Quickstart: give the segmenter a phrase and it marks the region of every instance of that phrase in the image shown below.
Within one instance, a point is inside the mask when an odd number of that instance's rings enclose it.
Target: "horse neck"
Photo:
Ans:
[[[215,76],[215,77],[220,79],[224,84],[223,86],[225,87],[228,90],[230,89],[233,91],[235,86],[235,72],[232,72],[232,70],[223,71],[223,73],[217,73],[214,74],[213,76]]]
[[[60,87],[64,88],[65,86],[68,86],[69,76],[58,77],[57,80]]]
——————————
Rewrite all of the lines, replacing "phrase" with "term" wherever it occurs and leaving everything else unchanged.

Quickstart: give the segmenter a term and it marks the region of every instance of that term in the image shown below.
Within one instance, a point is inside the mask when an odd number of that instance's rings enclose it.
Target: "horse neck"
Photo:
Ans:
[[[215,76],[215,77],[220,79],[224,84],[223,86],[225,87],[228,90],[230,89],[233,91],[235,86],[235,72],[232,72],[232,70],[223,71],[223,73],[217,73],[214,74],[213,76]]]
[[[60,87],[64,88],[65,86],[68,86],[69,76],[58,77],[57,80]]]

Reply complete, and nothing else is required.